[Short exercise] Copy all of the material word for word, except for the pictures.

>> BEGIN

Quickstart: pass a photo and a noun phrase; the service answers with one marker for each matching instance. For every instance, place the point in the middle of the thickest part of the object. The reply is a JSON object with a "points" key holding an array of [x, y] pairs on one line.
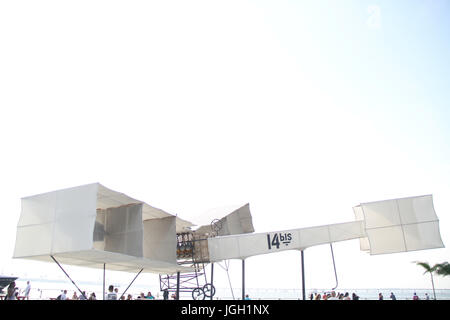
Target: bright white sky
{"points": [[301, 108]]}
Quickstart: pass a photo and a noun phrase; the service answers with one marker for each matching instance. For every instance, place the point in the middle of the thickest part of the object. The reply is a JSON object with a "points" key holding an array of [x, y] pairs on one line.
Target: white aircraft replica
{"points": [[93, 226]]}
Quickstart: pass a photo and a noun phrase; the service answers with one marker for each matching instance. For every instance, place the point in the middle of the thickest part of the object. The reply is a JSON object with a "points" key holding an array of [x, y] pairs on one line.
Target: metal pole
{"points": [[243, 279], [178, 286], [131, 283], [334, 266], [212, 278], [303, 277], [104, 271], [68, 276]]}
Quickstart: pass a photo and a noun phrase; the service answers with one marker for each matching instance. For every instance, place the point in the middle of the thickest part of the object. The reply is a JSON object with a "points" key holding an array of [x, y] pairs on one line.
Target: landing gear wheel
{"points": [[198, 294], [209, 290]]}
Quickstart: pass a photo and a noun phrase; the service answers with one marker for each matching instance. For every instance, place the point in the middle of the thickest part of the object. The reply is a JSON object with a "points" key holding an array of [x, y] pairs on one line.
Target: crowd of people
{"points": [[346, 296], [13, 293]]}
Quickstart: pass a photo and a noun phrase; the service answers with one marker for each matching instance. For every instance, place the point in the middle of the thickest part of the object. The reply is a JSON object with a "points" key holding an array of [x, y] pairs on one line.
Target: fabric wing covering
{"points": [[399, 225], [388, 226], [92, 225]]}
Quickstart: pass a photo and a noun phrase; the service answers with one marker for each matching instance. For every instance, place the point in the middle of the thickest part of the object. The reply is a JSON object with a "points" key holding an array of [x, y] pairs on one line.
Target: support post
{"points": [[243, 279], [212, 279], [131, 283], [178, 286], [68, 276], [303, 277], [104, 272], [334, 266]]}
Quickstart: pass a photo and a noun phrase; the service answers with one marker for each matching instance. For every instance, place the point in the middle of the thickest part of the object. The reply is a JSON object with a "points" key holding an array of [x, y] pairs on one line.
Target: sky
{"points": [[303, 109]]}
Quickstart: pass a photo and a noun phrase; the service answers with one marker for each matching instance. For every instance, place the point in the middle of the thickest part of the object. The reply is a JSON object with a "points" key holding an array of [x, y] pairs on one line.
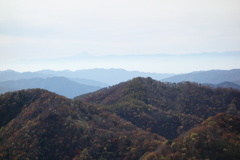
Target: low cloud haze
{"points": [[43, 34]]}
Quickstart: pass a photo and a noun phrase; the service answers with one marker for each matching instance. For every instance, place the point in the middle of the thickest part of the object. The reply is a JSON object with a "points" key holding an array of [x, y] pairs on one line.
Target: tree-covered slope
{"points": [[217, 138], [167, 109], [37, 124]]}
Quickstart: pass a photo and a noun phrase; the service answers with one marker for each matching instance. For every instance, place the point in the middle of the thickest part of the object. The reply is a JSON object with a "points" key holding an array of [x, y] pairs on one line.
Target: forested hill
{"points": [[217, 138], [167, 109], [126, 121], [37, 124]]}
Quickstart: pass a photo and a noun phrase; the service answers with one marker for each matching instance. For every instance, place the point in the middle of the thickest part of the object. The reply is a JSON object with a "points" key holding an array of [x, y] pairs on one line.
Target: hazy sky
{"points": [[50, 29]]}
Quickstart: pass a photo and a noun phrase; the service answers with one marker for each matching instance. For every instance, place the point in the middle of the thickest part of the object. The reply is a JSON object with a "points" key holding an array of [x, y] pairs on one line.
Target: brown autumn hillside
{"points": [[167, 109], [42, 125], [127, 121], [217, 138]]}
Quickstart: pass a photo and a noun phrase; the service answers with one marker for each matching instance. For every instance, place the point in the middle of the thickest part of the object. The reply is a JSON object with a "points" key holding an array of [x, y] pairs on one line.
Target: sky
{"points": [[40, 34]]}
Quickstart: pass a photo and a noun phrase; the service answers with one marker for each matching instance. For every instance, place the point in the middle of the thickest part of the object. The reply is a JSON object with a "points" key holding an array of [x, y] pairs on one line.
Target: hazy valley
{"points": [[139, 118]]}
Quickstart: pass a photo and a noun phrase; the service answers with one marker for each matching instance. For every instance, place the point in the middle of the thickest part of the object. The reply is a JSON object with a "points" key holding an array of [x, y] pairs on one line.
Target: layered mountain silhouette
{"points": [[138, 119], [59, 85], [212, 76]]}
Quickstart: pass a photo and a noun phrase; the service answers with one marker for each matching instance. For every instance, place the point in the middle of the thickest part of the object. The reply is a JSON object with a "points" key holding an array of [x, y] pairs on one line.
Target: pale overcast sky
{"points": [[45, 29]]}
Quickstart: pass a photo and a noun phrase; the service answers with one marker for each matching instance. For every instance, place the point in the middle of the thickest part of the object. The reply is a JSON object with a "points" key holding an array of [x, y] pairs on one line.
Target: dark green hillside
{"points": [[165, 108], [217, 138], [37, 124]]}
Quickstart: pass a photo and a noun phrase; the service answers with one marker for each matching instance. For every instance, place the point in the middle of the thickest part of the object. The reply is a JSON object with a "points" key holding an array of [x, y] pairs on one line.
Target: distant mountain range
{"points": [[74, 83], [212, 76], [60, 85]]}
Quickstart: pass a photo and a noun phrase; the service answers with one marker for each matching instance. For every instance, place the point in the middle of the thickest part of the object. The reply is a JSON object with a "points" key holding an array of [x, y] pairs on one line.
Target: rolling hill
{"points": [[139, 119], [37, 124], [164, 108]]}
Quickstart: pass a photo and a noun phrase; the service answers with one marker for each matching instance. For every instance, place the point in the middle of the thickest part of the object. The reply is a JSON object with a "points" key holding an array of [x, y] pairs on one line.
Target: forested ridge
{"points": [[138, 119], [167, 109]]}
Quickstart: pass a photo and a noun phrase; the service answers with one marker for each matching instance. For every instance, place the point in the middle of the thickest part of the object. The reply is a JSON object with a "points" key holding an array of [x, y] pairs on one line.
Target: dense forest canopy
{"points": [[138, 119]]}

>> END

[Final result]
Quickstart: pass a photo and a noun phrase; the service answers with one marker for each matching instance. For every instance, place the point in the middle of the thickest part of the object. The reply is a JSON object with a "points" key holding an array of [x, y] pairs on one line.
Target: bright white sky
{"points": [[301, 108]]}
Quickstart: pass a photo and a noun phrase; the service answers with one marker for each matching instance. For every instance, place the point in the middle of the thickest part of the object. The reply is a JSON object with a "points" key holding an array of [x, y] pairs on one line.
Target: white aircraft replica
{"points": [[93, 226]]}
Quickstart: pass a photo and a noun phrase; the service answers with one marker for each matching instance. For every instance, place the point in the middle of the thickest part of the object. The reply is a JSON object with a "points" key holding an array of [x, y] pairs on one line.
Target: metal pole
{"points": [[243, 279], [178, 286], [131, 283], [334, 266], [212, 278], [303, 277], [104, 271], [68, 276]]}
Quickstart: pass a photo and a noun phrase; the service answers with one marker for each matching instance. For every instance, place the point in the middle of the thickest part of the object. The reply is a JSON object with a "points" key holding an array of [x, y] pairs on one line.
Target: landing gear wheel
{"points": [[198, 294], [209, 290]]}
Quickstart: pass a photo and a noun phrase; the service answers with one marker for each matching instance. For every instance, place the point in the middle of the thickest part of the object. The reply is a JSON object with a "points" key holding an array of [x, y] pairs on one line.
Target: crowd of people
{"points": [[346, 296], [13, 293]]}
Quickstart: pass a photo and a noun phrase; the service answers with one marker for each matching instance. For every instance, place the point in the middle of the thickest part of the object. The reply is a JSON object with a "points" key holding an array of [x, y] pairs on one line.
Target: fabric wing covering
{"points": [[399, 225], [388, 226], [92, 225]]}
Quickstart: pass a photo and a noun phrase; the service answers with one marker for each matching instance. For every instance, place the point in the middle of the thickest part of the object. The reply is a JSON object with a "points" key holding an array of [x, y] pairs on one line.
Target: support post
{"points": [[243, 279], [212, 279], [131, 283], [178, 286], [68, 276], [303, 277], [104, 272], [334, 266]]}
Quickstart: pass a photo and a noun phrase; the service answers with one marker for each matching instance. For every instance, place the point in the middle of the thickest part of the object. The reply is a JSON object with a "points" key holding an array of [x, y] pairs on one line.
Target: sky
{"points": [[303, 109]]}
Quickstart: pass a photo and a noun phrase; the service answers with one marker for each matching instance. For every instance, place the point in the middle of the thickest part of the object. The reply is a JSON object with a "points" key holding an array of [x, y] pairs on one line.
Target: low cloud haze
{"points": [[43, 34]]}
Quickstart: pass a photo and a noun phrase; the service answers with one marker for each matching instance. For every instance, place the point in the middle of the thickest part of the object. The reply is a JSON object with a "points" key holding an array of [x, y] pairs on one line.
Target: tree-covered slope
{"points": [[217, 138], [167, 109], [37, 124]]}
Quickstart: pass a photo and a noun phrase; the service answers with one marker for each matching instance. For every instance, place the point in the middle of the thickest part of the object. The reply is a JSON object with a "points" key holding an array of [x, y] pairs on one line.
Target: forested hill
{"points": [[217, 138], [167, 109], [126, 121], [37, 124]]}
Quickstart: pass a photo and a noun phrase; the service answers with one marker for each matching instance. For every instance, place the point in the middle of the thickest part of the object. The reply is a JSON object with a "points" key holding an array of [x, y] pairs on one line.
Target: hazy sky
{"points": [[50, 29]]}
Quickstart: pass a photo and a noun phrase; the service answers with one marker for each matching instance. For every instance, place the point in the middle of the thickest part of the object. The reply is a JSON object with a "points" key holding an array of [x, y] pairs on one line.
Target: brown autumn hillside
{"points": [[167, 109], [42, 125], [127, 121], [217, 138]]}
Quickstart: pass a photo and a noun phrase; the service answers with one marker for each matching instance. For every instance, place the point in the middle of the thickest part of the object. The reply is a JSON object with a "points" key holding an array of [x, y] pairs on one line.
Target: sky
{"points": [[40, 34]]}
Quickstart: pass a photo and a noun phrase; the service answers with one marker for each matching instance. For every instance, place the point in the middle of the thickest part of the object. The reply is a JSON object with a "points" key holding an array of [x, y] pairs on one line.
Target: hazy valley
{"points": [[139, 118]]}
Quickstart: pass a photo and a noun phrase; the service answers with one marker for each matching instance. For every instance, place the point in the middle of the thickest part of the object. The reply is a JSON object with a "points" key holding an array of [x, y] pairs on one line.
Target: layered mountain silhouette
{"points": [[138, 119], [59, 85], [212, 76]]}
Quickstart: pass a photo and a noun phrase; the service answers with one marker for each matching instance. For every instance, place the point in the middle of the thickest part of the object. The reply is a JSON object with a "points" key holding an array of [x, y] pairs on one line.
Target: pale overcast sky
{"points": [[45, 29]]}
Quickstart: pass a photo and a noun phrase; the service answers with one marker for each matching instance. For every instance, place the point in the middle of the thickest part of the object. The reply is a JSON object with a "points" key holding an array of [x, y] pairs on one line.
Target: dark green hillside
{"points": [[165, 108], [217, 138], [37, 124]]}
Quickstart: pass a photo and a noun phrase; the service answers with one marker for each matching instance. For every instance, place the point in the middle of the thickest part of the object. The reply is a JSON object with a "points" key holding an array of [x, y] pairs on one line.
Target: distant mountain range
{"points": [[74, 83], [212, 76], [60, 85]]}
Quickstart: pass a photo and a noun phrase; the service answers with one marker for each matching instance. For every instance, place the point in the middle of the thickest part of the object. The reply is a JSON object with a "points" key holding an array of [x, y] pairs on one line.
Target: rolling hill
{"points": [[139, 119], [37, 124], [164, 108]]}
Quickstart: pass a photo and a noun phrase; the service answers with one marker for each matching instance. For every instance, place the point in the middle of the thickest part of the object. The reply is a JSON object with a "points" key holding an array of [x, y] pairs on one line.
Target: forested ridge
{"points": [[138, 119], [167, 109]]}
Quickstart: pass a photo and a noun phrase; the service answers with one marker for each matching instance. For every instance, place the point in the middle of the thickest part of the object. The reply is a JSON object with a "points" key holding an array of [x, y] pairs on one line.
Target: dense forest canopy
{"points": [[138, 119]]}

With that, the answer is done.